▸ Tarefas
a) Repita sem mudar nada o trecho do texto sobre Getúlio e Lula que começa nas palavras "A longevidade de" e para logo depois de "reformista de outrora.".
b) Escreva o que vem a seguir no texto sobre Getúlio e Lula, começando logo depois da última frase que aparece.

▸ Texto dado
* * *
Há, porém, um fosso a separar Getúlio e Lula — e compreendê-lo exige atenção às conjunturas. Vargas governou num período de crise de hegemonia do capitalismo mundial, aproveitou as brechas abertas pela Grande Depressão e impulsionou o país rumo à industrialização, ainda que dependente e desigual. Lula, por sua vez, precisou pactuar com o capital financeiro — pacto simbolizado pela Carta ao Povo Brasileiro, em 2002 — e adotou, no início do primeiro mandato, uma política econômica de caráter ortodoxo, que conteve o ímpeto reformista. Para o trabalho formal, os ganhos vieram mais pela valorização real do salário mínimo, pela ampliação da formalização e pelos programas de inclusão social do que por reformas estruturais. A grande reforma regressiva do mercado de trabalho viria depois, em 2017, já sob o governo Temer.
A longevidade de Lula no poder é, portanto, ambígua. Representa a força de uma biografia singular, mas também o esgotamento de um ciclo. A experiência, em tempos de superficialidade digital, é um valor subestimado; contudo, não basta envelhecer para ser sábio. A maturidade política exige consciência histórica e coragem de inovar. Lula mantém a autoridade de quem viu o Brasil de baixo e de dentro, mas sua trajetória recente revela um pragmatismo que dilui o impulso reformista de outrora.
* * *
▸ Listagem guardada
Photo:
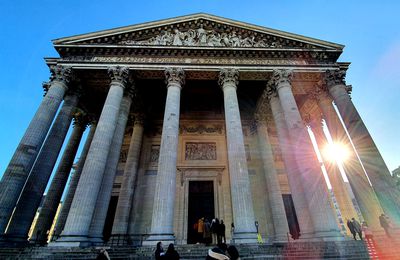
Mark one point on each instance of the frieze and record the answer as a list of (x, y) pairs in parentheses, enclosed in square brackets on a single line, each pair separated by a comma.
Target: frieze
[(200, 151), (230, 61), (201, 37), (201, 129)]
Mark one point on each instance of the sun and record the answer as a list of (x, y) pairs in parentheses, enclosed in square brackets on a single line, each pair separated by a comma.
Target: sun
[(336, 152)]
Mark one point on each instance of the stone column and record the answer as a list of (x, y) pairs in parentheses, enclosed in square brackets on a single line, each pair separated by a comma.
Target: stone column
[(164, 197), (125, 199), (295, 182), (66, 205), (104, 197), (53, 196), (76, 228), (24, 156), (316, 191), (280, 224), (35, 186), (242, 204), (364, 194), (340, 192)]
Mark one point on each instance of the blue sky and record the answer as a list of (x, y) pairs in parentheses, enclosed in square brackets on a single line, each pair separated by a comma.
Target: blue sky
[(370, 30)]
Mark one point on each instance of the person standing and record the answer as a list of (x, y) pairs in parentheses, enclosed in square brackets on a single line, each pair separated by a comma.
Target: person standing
[(351, 228), (222, 231), (384, 221), (357, 227), (171, 253)]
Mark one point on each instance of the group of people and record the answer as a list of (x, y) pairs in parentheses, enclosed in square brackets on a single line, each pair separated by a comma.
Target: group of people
[(221, 252), (355, 227), (210, 232)]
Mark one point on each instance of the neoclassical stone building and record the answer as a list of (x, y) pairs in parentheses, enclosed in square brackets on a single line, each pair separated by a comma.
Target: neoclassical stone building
[(190, 117)]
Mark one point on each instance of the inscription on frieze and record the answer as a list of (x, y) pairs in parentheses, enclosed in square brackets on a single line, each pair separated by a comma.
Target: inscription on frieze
[(200, 151)]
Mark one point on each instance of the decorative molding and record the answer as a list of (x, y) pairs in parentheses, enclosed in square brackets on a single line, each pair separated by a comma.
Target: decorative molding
[(119, 74), (201, 37), (200, 151), (201, 129), (174, 75), (228, 76), (61, 74)]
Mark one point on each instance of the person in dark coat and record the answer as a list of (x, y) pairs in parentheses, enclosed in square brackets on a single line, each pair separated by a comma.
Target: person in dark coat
[(171, 253), (222, 232), (351, 228), (159, 251), (357, 227)]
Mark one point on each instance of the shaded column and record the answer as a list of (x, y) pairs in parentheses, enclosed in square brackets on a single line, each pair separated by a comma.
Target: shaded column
[(280, 223), (24, 156), (76, 228), (125, 199), (314, 185), (56, 189), (164, 197), (104, 197), (294, 179), (66, 204), (242, 204), (364, 194), (35, 186)]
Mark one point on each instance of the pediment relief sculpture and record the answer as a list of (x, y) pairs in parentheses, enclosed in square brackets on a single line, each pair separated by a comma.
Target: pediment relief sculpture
[(202, 37)]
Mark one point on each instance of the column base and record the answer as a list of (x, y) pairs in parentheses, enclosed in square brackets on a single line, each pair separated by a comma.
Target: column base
[(244, 238), (153, 239), (71, 241)]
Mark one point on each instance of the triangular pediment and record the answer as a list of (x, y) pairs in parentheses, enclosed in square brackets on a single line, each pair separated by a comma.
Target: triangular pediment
[(198, 31)]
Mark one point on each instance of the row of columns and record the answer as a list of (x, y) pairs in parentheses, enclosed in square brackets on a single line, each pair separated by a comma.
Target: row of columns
[(83, 214)]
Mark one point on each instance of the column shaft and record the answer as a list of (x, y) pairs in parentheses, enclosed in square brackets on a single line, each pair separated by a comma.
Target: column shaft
[(242, 204), (24, 156), (315, 188), (104, 197), (281, 226), (53, 196), (66, 205), (164, 197), (125, 199), (295, 183), (76, 228), (38, 178)]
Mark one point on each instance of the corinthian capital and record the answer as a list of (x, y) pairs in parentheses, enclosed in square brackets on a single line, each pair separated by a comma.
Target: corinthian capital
[(335, 77), (281, 76), (174, 75), (119, 74), (61, 73), (228, 76)]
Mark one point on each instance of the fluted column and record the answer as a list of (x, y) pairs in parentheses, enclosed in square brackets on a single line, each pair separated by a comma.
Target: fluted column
[(280, 223), (162, 221), (314, 185), (56, 189), (24, 156), (340, 192), (35, 186), (76, 228), (242, 204), (104, 197), (294, 179), (125, 199), (365, 196), (66, 205)]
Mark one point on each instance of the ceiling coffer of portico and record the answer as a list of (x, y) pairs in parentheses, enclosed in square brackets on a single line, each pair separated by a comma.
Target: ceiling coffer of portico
[(202, 31)]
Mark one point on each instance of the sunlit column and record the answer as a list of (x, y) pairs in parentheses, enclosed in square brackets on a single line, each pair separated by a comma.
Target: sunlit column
[(314, 185), (162, 221), (24, 156)]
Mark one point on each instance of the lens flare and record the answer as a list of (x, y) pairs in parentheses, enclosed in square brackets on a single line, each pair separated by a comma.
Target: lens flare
[(336, 152)]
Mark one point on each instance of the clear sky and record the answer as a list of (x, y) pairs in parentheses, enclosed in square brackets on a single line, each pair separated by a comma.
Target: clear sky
[(370, 30)]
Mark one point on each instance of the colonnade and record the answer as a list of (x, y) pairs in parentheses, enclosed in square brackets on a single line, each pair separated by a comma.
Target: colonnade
[(84, 210)]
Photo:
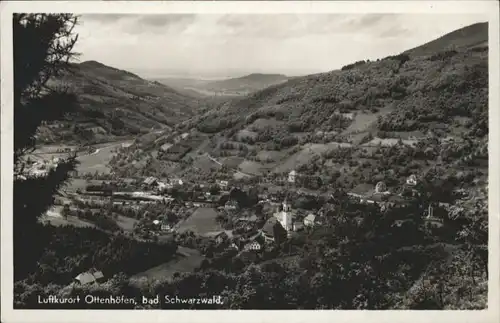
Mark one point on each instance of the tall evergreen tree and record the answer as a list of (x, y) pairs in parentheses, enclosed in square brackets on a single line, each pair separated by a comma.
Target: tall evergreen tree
[(43, 47)]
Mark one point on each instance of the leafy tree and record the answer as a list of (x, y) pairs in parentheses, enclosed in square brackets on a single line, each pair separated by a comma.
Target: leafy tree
[(43, 46)]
* * *
▸ Respostas finais
a)
A longevidade de Lula no poder é, portanto, ambígua. Representa a força de uma biografia singular, mas também o esgotamento de um ciclo. A experiência, em tempos de superficialidade digital, é um valor subestimado; contudo, não basta envelhecer para ser sábio. A maturidade política exige consciência histórica e coragem de inovar. Lula mantém a autoridade de quem viu o Brasil de baixo e de dentro, mas sua trajetória recente revela um pragmatismo que dilui o impulso reformista de outrora.

b)
O maior desafio de seu governo é a sucessão. Durante duas décadas, o carisma lulista asfixiou o surgimento de novas lideranças — dentro e fora do PT. O resultado é um governo legítimo, mas refém de sua própria história. Falta um projeto nacional renovador, capaz de dialogar com as novas gerações e com os dilemas do século XXI: a transição ecológica, o mundo digital, as novas formas de trabalho e de sociabilidade.
Ainda assim, é preciso reconhecer que os fatos colaboram para a persistência do lulismo. A ameaça autoritária da extrema-direita, regressiva e antidemocrática, obriga amplos setores da sociedade a preservar Lula como referência de estabilidade e resistência. O lulismo continua necessário enquanto a democracia estiver sob cerco. O desafio é transformá-lo em força criadora, capaz de gerar novos líderes e um novo projeto de país.
Getúlio foi o arquiteto do Estado nacional e das bases sociais da modernidade brasileira. Lula, seu herdeiro paradoxal, é o guardião das promessas inconclusas dessa mesma modernidade. Ambos traduzem, em épocas distintas, a luta do Brasil para existir como nação soberana e justa. O primeiro construiu o Estado; o segundo tenta preservá-lo. O futuro dependerá de quem consiga, enfim, reinventá-lo.